The task: What do the lines from the one containing "Where can the carved" through the end of the entries say? Quote them exactly, and only them.
═════ Records shown ═════
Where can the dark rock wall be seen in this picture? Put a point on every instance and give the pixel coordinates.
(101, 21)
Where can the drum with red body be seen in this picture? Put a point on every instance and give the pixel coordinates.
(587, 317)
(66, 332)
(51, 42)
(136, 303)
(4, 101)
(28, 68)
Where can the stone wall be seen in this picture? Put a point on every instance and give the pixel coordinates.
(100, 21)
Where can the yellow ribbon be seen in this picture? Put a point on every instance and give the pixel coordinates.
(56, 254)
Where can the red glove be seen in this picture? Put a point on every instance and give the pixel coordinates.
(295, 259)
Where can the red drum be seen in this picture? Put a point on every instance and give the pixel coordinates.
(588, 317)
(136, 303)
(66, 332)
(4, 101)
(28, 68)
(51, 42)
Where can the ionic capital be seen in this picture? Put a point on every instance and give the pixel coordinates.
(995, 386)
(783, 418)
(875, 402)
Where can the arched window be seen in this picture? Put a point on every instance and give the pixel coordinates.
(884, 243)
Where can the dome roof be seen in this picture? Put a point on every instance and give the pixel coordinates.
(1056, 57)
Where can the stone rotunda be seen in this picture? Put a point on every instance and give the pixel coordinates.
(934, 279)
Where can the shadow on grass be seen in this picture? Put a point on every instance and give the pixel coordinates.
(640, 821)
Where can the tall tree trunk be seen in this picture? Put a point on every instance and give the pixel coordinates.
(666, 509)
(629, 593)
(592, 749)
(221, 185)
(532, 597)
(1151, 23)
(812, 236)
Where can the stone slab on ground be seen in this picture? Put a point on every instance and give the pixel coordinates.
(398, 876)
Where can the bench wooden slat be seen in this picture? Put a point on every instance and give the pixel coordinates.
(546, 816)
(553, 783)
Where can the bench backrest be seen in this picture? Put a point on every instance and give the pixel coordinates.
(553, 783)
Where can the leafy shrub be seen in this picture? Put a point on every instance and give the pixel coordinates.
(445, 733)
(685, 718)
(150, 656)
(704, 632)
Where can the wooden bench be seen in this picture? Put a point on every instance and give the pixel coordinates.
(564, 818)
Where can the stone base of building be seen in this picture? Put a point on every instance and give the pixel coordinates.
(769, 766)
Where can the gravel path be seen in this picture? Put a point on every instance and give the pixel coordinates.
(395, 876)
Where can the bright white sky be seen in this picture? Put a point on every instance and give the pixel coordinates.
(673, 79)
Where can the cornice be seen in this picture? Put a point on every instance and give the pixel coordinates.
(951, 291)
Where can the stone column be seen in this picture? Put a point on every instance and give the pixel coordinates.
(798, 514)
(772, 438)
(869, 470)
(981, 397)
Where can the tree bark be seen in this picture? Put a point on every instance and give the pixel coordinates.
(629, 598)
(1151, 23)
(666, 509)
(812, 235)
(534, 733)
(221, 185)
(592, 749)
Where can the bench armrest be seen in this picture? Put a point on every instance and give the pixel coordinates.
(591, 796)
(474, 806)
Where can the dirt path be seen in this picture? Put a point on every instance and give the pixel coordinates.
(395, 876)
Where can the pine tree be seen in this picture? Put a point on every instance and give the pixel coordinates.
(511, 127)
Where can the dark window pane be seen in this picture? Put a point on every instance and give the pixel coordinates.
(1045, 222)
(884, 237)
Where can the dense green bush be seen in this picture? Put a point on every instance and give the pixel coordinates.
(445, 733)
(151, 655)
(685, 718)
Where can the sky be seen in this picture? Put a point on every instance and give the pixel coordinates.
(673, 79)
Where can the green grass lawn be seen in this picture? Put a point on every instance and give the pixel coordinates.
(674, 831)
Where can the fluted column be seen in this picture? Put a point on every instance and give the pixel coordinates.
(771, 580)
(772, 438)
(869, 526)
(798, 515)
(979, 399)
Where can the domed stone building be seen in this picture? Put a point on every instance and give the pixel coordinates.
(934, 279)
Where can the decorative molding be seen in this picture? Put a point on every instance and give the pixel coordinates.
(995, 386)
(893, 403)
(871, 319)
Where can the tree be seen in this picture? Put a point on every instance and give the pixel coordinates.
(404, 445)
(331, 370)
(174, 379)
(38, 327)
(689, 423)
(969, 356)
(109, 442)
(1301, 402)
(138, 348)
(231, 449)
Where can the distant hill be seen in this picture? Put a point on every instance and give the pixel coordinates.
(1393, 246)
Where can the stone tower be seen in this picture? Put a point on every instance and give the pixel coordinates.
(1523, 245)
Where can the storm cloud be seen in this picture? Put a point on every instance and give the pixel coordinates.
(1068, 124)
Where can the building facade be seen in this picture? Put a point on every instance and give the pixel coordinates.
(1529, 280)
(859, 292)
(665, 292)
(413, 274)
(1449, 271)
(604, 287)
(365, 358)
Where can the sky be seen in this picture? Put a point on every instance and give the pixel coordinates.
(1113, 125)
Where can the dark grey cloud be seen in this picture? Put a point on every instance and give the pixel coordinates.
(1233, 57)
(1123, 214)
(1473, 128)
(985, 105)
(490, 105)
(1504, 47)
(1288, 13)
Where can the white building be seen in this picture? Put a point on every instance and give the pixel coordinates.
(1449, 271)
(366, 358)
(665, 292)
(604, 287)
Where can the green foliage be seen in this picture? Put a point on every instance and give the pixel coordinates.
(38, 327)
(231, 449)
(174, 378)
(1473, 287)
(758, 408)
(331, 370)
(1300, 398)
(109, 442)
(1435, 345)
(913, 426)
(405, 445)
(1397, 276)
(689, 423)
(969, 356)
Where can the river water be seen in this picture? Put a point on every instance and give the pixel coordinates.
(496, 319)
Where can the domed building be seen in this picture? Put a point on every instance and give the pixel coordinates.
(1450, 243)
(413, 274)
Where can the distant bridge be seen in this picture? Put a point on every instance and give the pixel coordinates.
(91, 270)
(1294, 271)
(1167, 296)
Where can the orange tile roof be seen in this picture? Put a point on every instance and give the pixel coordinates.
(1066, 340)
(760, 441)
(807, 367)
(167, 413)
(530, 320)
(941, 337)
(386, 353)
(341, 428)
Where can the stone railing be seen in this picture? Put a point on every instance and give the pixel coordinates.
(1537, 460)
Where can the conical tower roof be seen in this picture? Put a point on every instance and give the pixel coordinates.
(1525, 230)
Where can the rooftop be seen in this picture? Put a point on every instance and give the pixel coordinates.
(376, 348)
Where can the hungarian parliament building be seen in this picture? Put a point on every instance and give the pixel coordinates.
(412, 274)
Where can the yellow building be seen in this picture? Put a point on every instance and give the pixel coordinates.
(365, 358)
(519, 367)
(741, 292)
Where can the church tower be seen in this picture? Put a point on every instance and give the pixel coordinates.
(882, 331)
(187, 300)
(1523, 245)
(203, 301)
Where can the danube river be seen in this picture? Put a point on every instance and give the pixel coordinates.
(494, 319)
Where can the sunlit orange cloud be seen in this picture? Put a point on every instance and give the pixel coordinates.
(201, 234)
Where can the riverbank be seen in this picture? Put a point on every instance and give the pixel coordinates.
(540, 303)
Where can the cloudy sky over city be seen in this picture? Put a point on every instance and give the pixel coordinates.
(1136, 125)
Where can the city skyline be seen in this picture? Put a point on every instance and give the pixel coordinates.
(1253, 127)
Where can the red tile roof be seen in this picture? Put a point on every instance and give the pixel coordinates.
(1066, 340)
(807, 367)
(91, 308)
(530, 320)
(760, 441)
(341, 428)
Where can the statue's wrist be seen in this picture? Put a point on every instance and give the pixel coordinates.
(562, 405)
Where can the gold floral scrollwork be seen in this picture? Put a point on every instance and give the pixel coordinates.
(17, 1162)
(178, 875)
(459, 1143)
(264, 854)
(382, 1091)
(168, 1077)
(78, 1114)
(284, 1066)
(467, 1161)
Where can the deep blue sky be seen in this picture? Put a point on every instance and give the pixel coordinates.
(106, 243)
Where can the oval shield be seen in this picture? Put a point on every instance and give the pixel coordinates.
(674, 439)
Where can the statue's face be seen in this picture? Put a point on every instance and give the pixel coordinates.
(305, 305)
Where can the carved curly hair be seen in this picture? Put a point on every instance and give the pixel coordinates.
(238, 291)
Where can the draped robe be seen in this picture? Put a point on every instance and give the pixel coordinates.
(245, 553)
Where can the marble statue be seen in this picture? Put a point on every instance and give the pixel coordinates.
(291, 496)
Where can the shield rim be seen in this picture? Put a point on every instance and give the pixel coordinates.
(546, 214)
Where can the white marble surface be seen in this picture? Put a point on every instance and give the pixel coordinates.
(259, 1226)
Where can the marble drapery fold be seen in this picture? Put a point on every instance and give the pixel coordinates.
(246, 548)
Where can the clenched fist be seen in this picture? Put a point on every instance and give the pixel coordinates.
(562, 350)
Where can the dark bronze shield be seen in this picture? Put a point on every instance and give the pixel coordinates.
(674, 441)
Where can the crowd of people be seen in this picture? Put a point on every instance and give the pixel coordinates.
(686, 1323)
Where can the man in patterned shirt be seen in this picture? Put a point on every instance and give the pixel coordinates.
═════
Solution to the problem:
Where can the carved curly hair be seen in this picture? Put a point on every instance and give the pixel coordinates.
(238, 291)
Where can the draped robe be seen in this picture? Put a point on every instance and give the pixel coordinates.
(245, 553)
Where can the marble statue be seen in this picture? Put a point on every instance and give the pixel coordinates.
(291, 496)
Where can the shield rim be seen in this picture? Put a point on every instance and give the pixel coordinates.
(546, 214)
Where can the white marble surface be seen in this picture? Put a point on every instance and give the pixel coordinates.
(259, 1226)
Where can the marble drapery fold be seen in this picture? Put a point on every instance and give the pixel coordinates.
(246, 548)
Where can the clenched fist be seen in this picture? Put a point on every instance and give the pixel coordinates.
(562, 350)
Where can the dark bronze shield be seen in this picture? Put a point on every instance and give the pixel coordinates.
(674, 441)
Where can the crowd of people be seen in this picture? Put a point on every instance and give the pixel coordinates.
(686, 1323)
Where can the man in patterned shirt be seen in this picture? Put a point on every instance and give the pixel coordinates.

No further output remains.